Lançada no ano passado, a plataforma bilíngue (inglês e português), desenvolvida no âmbito de projeto temático apoiado pela FAPESP, recebeu até agora 294 relatos, não apenas na forma de textos poéticos ou factuais, mas também de fotografias, ilustrações, áudios e vídeos oriundos de várias regiões brasileiras e de países como França, Equador e Canadá. Depois de terem sido selecionadas por uma equipe de nove curadores de distintas áreas do saber como antropologia, artes visuais e história, cerca de 180 dessas produções estão disponíveis no site. Segundo Maciel, o objetivo da curadoria é, sobretudo, garantir que os relatos veiculados pela plataforma reflitam uma diversidade de experiências e contemplem distintos suportes. “Qualquer pessoa pode participar: não existe restrição de idade, escolaridade ou profissão”, afirma a historiadora, que, entretanto, observa no site o predomínio de testemunhos de mulheres (55%) e estudantes (41,6%). A plataforma, que permanece recebendo relatos, também abarca interesses variados. “Tem gente que encontra na plataforma um espaço para desabafos e confidências sobre como está lidando com a angústia do isolamento, a dor do luto ou mesmo com abusos, visto que os índices de violência doméstica cresceram muito na pandemia. É possível, inclusive, manter o anonimato do relato. Outros utilizam a plataforma para expressar posicionamentos políticos ou então para compartilhar produções artísticas”, conta Maciel.

▶ Detalhes da questão: Por favor, diga em uma frase quantos curadores selecionaram as produções, segundo o trecho sobre a plataforma bilíngue. Os registros são um material à parte, independente do trecho.

▶ Registros apresentados:

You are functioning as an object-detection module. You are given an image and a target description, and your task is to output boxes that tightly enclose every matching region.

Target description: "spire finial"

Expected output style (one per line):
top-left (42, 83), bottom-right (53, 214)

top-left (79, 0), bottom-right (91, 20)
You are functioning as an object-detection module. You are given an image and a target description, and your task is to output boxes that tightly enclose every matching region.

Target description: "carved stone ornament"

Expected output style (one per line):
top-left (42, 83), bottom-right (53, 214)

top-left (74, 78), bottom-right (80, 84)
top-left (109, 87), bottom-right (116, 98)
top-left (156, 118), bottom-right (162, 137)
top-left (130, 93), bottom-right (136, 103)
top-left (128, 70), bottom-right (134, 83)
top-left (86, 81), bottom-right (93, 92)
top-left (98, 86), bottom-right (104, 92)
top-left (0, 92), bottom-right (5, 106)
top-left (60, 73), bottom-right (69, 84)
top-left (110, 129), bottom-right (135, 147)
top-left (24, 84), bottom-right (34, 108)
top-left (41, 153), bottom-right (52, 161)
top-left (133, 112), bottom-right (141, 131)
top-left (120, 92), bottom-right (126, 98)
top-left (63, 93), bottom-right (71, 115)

▶ Resposta: Uma equipe de nove curadores selecionou as produções.